Records drawn from a dataset
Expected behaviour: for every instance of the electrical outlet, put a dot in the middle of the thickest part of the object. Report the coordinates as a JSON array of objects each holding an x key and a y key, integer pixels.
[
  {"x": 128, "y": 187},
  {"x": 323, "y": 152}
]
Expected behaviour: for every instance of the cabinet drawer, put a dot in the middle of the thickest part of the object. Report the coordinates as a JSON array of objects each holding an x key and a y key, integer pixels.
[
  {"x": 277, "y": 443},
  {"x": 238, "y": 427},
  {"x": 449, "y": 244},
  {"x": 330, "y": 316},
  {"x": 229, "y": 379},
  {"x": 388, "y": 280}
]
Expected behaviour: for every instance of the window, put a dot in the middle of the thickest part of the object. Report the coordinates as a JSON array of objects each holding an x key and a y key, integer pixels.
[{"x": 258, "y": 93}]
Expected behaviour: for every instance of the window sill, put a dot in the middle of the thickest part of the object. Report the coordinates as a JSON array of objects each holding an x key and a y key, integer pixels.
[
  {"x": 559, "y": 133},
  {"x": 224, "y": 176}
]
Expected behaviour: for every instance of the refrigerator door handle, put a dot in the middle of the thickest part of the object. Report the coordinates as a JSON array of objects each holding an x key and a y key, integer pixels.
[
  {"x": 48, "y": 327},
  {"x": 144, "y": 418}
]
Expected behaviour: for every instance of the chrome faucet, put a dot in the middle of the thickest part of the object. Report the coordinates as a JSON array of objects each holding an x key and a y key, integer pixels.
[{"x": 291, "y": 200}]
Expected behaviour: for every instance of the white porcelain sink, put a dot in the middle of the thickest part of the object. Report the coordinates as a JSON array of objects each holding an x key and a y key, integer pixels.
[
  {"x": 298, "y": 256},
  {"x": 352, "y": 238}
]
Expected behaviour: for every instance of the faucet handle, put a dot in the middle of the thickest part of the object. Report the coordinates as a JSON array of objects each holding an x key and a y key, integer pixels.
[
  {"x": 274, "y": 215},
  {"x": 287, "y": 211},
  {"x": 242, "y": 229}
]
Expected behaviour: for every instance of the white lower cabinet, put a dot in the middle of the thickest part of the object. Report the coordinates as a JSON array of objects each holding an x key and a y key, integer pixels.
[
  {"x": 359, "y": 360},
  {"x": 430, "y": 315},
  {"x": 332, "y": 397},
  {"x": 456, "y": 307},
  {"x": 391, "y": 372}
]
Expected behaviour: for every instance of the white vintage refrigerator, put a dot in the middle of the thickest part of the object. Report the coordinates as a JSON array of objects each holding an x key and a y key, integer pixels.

Work item: Give an exact copy of the lines from the one with "Expected behaviour: for every instance of the chrome" through the end of the entries, both ends included.

Written reply:
Expected behaviour: for every instance of the chrome faucet, put a dot in the middle of the thickest part of the object. Report the coordinates as a JSON array of objects each holding an x key and a y key, integer pixels.
[{"x": 291, "y": 200}]
Expected behaviour: for every instance of the white porcelain sink, put a dot in the middle of the thickest part of the object. Report the coordinates as a JSON array of objects each holding an x key and a y key, integer pixels.
[
  {"x": 298, "y": 256},
  {"x": 352, "y": 238}
]
Expected behaviour: for every instance of the faucet handle, put a dot in the middle of the thickest part of the object. Report the coordinates as a JSON array of objects each holding an x key and a y key, integer pixels.
[
  {"x": 274, "y": 215},
  {"x": 287, "y": 211},
  {"x": 242, "y": 229}
]
Expected behaviour: for every instance of the white lower cabinet, put a dot in the middle of the thickest part of the object. Report the coordinates as a JSON array of objects each holding an x key and a y key, integer pixels.
[
  {"x": 359, "y": 360},
  {"x": 430, "y": 315},
  {"x": 332, "y": 397},
  {"x": 456, "y": 307},
  {"x": 391, "y": 372}
]
Expected behaviour: for every instance of the white vintage refrigerator, put a dot in the middle of the thickest part of the object. Report the coordinates as a JSON array of objects each holding an x key and a y key, integer pixels.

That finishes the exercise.